BEGIN Material provided

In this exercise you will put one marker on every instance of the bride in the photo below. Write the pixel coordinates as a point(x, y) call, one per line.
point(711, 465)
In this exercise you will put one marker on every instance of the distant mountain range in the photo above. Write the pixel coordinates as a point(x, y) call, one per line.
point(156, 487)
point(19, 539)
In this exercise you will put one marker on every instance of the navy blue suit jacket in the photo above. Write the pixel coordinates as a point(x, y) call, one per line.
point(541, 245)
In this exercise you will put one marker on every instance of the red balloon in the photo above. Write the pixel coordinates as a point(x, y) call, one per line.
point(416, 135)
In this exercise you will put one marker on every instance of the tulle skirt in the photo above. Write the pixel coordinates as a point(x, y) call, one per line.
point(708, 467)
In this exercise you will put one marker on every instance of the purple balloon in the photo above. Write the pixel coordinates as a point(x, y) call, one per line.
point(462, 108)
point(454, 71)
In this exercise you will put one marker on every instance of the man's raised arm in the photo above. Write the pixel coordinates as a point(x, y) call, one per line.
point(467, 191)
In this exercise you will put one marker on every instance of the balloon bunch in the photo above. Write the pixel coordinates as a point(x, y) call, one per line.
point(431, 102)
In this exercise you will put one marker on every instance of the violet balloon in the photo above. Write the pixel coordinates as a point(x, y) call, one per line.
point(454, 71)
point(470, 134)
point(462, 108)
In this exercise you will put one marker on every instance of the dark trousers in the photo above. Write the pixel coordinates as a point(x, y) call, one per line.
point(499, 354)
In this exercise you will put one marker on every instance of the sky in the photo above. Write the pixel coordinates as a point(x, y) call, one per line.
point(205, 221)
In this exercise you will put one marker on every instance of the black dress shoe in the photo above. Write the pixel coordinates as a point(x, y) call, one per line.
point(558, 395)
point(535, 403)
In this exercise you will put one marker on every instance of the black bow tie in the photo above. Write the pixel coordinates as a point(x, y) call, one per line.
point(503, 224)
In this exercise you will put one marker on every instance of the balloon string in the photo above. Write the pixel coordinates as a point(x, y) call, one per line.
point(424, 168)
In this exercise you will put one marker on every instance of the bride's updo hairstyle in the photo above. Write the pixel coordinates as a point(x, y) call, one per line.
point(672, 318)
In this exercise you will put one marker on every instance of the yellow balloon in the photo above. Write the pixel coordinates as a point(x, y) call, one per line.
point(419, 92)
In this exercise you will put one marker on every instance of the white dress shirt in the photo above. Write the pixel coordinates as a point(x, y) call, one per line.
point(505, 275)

END Material provided

**Problem to solve:** After locating the line containing "of the yellow", write out that line and all remaining lines of the records exactly, with nothing added.

**Answer box:**
In this exercise you will put one marker on every instance of the yellow balloon in the photo above. Write the pixel coordinates as a point(x, y) call, one per line.
point(419, 92)
In this exercise you will put one marker on every instance of the white dress shirt in the photo above. Write the pixel coordinates as a point(x, y) call, one per line.
point(505, 275)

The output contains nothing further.